======== QUOTED PASSAGE

During that time, enrolled members of the Osage Indian nation were among the wealthiest people per capita in the world. The rich oil fields beneath their reservation brought millions of dollars into the tribe annually, distributed to tribal members holding "headrights" that could not be bought or sold but only inherited. This vast wealth attracted the attention of unscrupulous whites who found ways to divert it to themselves by marrying Osage women or by having Osage declared legally incompetent so the whites could fleece them through the administration of their estates. For some, however, these deceptive tactics were not enough, and a plague of violent death—by shooting, poison, orchestrated automobile accident, and bombing—began to decimate the Osage in what they came to call the "Reign of Terror." Corrupt and incompetent law enforcement and judicial systems ensured that the perpetrators were never found or punished until the young J. Edgar Hoover saw cracking these cases as a means of burnishing the reputation of the newly professionalized FBI. Bestselling New Yorkerstaff writer Grann (The Devil and Sherlock Holmes: Tales of Murder, Madness, and Obsession, 2010, etc.) follows Special Agent Tom White and his assistants as they track the killers of one extended Osage family through a closed local culture of greed, bigotry, and lies in pursuit of protection for the survivors and justice for the dead. But he doesn't stop there; relying almost entirely on primary and unpublished sources, the author goes on to expose a web of conspiracy and corruption that extended far wider than even the FBI ever suspected. This page-turner surges forward with the pacing of a true-crime thriller, elevated by Grann's crisp and evocative prose and enhanced by dozens of period photographs.

================
======== ENTRIES

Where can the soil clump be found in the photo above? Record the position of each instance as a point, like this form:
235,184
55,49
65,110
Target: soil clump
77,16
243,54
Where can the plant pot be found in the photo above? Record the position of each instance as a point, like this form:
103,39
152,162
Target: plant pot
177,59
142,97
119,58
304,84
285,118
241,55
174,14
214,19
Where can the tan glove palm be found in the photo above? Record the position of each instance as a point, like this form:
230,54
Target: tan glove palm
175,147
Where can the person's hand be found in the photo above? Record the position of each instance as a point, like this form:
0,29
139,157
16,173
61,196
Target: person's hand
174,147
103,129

================

◆ **TASK GOAL**: In the passage on the Osage "Reign of Terror," how could a headright change hands?

◆ **WRITTEN REPLY**: Only through inheritance, since headrights could not be bought or sold.